(Item anotasi koordinat)
········
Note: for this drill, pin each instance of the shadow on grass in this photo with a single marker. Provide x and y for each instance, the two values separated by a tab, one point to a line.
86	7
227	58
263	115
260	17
········
_Tujuan Tugas:_ Tulis ulang semua item di atas dengan mengganti "marker" menjadi "dot". Bagian lainnya tidak diubah.

_Hasil di Bawah:_
Note: for this drill, pin each instance of the shadow on grass in this photo with a single dot. Provide x and y for each instance, the two values separated by a tab, one point to a line.
86	7
227	58
263	115
260	17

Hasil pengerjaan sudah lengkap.